DOCUMENT:
Construction de la cathédrale

La chapelle catholique a été construite en 1786 sur un terrain cédé à bail, sur ce qui allait devenir la rue Henry, à St. John's, dans le style de l'époque des lois pénales d'Irlande. Petit, modeste, le bâtiment de bois en forme de L situé sur les limites de la ville était doté d'un mât (plutôt que d'une cloche, illégale) pour signaler le début des services religieux. Avec la croissance rapide de la population irlandaise à St. John's au début du 19e siècle, il a fallu l'agrandir à plusieurs reprises, notamment en l'allongeant et en y ajoutant une tribune.

La vieille chapelle et le presbytère, s.d.
La vieille chapelle et le presbytère, s.d.
La chapelle, construite en 1786, était petite et en forme de L. Le presbytère, à sa droite, a été ajouté plus tard pour héberger l'évêque.

Données enregistrées sur l'emplacement d'objets

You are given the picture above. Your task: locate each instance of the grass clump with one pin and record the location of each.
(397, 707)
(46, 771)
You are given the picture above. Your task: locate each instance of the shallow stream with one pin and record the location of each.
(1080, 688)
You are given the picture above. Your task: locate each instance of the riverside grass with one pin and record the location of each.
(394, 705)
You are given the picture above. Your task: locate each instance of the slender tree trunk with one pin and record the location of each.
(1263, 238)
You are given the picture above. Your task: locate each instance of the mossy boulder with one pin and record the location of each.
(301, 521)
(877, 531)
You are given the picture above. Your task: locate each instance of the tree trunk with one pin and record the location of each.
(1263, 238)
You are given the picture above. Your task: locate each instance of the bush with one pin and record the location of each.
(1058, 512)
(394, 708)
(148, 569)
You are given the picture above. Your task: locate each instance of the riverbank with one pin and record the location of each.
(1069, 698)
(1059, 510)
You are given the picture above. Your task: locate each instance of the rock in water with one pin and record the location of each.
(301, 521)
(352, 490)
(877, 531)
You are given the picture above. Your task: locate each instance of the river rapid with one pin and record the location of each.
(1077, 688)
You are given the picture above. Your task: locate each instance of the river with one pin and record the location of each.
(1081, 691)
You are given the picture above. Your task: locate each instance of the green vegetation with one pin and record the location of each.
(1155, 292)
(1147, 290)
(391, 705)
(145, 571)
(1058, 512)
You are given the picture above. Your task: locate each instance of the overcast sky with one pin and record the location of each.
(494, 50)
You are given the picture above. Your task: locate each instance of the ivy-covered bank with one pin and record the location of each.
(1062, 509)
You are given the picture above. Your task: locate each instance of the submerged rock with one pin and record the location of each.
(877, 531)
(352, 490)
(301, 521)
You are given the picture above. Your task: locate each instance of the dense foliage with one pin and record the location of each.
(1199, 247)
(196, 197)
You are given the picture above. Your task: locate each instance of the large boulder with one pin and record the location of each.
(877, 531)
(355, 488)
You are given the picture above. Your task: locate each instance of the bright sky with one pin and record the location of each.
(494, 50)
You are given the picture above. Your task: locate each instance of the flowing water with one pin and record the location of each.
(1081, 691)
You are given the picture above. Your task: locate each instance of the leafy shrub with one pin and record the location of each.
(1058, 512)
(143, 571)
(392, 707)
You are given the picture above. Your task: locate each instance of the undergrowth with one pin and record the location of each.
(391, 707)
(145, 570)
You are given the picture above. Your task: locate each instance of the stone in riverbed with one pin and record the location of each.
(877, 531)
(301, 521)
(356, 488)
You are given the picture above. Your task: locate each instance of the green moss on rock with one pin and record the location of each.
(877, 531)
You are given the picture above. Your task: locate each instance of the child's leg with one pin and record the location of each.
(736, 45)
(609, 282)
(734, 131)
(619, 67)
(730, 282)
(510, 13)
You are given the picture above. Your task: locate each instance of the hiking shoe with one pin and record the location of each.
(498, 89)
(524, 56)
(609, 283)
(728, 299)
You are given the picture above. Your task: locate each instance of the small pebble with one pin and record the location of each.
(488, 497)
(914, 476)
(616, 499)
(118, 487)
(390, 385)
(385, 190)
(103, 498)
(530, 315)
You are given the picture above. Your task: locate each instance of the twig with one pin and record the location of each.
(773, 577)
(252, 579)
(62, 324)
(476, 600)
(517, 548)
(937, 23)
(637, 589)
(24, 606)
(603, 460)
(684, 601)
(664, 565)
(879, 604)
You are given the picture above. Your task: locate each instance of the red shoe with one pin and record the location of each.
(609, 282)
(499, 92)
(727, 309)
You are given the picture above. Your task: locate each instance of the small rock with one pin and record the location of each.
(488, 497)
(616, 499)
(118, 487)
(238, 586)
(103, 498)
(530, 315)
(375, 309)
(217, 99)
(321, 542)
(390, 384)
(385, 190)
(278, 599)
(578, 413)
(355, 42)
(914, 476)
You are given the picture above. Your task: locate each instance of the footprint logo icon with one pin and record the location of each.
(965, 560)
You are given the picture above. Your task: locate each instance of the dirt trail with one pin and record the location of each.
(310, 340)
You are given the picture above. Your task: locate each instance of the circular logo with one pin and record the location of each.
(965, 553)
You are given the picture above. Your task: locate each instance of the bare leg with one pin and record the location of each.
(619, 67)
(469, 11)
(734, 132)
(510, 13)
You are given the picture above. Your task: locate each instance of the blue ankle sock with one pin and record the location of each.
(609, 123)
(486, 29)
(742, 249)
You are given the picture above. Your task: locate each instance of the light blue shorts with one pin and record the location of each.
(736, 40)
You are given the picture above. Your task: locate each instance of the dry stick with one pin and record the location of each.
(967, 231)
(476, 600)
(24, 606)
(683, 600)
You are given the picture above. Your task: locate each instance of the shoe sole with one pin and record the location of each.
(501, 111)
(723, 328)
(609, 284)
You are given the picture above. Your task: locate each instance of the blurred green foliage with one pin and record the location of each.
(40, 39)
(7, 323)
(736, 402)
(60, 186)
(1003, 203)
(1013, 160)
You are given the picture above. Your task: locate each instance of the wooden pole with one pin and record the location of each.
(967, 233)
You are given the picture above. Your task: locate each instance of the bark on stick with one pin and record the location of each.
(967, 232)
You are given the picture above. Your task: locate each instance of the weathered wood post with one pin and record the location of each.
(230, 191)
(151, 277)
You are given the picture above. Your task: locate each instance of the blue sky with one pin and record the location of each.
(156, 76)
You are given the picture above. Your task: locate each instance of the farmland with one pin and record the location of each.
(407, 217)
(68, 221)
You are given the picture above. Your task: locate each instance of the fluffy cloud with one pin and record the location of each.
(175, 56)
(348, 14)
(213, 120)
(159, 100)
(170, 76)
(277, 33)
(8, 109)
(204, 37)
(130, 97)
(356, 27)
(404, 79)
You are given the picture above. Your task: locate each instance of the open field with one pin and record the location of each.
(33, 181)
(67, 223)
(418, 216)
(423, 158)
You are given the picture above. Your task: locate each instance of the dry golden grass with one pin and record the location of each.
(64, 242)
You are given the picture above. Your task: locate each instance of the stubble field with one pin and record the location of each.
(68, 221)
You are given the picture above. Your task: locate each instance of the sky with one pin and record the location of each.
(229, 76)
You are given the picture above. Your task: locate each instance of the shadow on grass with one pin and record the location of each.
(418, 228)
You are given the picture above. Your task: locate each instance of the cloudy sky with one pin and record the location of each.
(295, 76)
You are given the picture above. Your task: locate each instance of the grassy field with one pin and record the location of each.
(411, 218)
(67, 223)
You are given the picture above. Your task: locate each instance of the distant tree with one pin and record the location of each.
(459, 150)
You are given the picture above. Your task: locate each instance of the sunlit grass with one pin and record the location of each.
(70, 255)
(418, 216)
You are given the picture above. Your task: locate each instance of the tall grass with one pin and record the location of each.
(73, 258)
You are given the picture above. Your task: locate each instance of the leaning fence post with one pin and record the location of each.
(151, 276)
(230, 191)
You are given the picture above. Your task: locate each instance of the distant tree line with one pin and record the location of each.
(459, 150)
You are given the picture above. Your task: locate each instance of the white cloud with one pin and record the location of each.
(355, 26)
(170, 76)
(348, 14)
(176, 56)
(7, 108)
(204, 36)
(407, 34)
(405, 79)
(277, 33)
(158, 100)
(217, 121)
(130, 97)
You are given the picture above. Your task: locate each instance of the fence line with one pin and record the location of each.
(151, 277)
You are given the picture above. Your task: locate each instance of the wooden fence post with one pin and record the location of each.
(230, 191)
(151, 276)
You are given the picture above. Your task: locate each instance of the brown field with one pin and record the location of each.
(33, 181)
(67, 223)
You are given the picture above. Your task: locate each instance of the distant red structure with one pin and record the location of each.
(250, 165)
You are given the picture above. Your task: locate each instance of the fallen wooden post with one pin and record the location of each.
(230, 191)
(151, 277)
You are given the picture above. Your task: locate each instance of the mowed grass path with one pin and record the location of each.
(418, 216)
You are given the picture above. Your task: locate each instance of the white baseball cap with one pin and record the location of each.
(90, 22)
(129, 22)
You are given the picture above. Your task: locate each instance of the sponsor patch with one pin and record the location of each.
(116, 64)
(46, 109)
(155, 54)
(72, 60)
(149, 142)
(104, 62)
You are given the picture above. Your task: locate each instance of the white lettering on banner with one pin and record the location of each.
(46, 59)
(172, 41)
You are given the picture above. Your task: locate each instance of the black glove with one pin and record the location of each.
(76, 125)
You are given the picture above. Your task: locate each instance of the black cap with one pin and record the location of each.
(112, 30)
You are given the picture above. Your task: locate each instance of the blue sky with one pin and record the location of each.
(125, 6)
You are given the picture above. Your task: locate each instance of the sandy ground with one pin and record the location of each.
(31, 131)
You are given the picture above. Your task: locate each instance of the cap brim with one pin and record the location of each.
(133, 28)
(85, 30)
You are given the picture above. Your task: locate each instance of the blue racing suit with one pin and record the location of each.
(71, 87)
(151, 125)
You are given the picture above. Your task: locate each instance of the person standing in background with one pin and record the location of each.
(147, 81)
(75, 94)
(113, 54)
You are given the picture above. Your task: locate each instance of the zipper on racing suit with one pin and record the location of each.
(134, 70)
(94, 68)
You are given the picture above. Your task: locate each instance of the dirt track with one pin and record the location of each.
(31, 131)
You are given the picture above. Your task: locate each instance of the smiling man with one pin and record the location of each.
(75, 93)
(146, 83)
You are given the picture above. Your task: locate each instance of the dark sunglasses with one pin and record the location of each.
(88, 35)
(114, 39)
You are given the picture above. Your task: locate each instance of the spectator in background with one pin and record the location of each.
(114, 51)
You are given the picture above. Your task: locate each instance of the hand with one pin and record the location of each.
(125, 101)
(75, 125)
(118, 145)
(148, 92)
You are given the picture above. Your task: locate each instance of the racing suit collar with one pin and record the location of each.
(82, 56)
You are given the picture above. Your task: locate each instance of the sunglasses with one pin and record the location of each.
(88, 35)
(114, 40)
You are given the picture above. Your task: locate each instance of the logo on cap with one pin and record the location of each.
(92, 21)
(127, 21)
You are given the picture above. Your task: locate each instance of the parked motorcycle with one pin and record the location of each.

CONSIGNE 1: D'après le document, de quoi le bâtiment était-il doté à la place d'une cloche ?
CONSIGNE 2: Relevez, s'il vous plaît, chaque ligne de la liste qui contient le mot « dirt ».
Le document et la liste n'ont aucun lien entre eux.

SOLUTION 1: D'un mât, qui servait à signaler le début des services religieux.

SOLUTION 2:
You are given the picture above. Your task: locate each instance of the dirt trail with one pin and record the location of each.
You are given the picture above. Your task: locate each instance of the dirt track with one pin and record the location of each.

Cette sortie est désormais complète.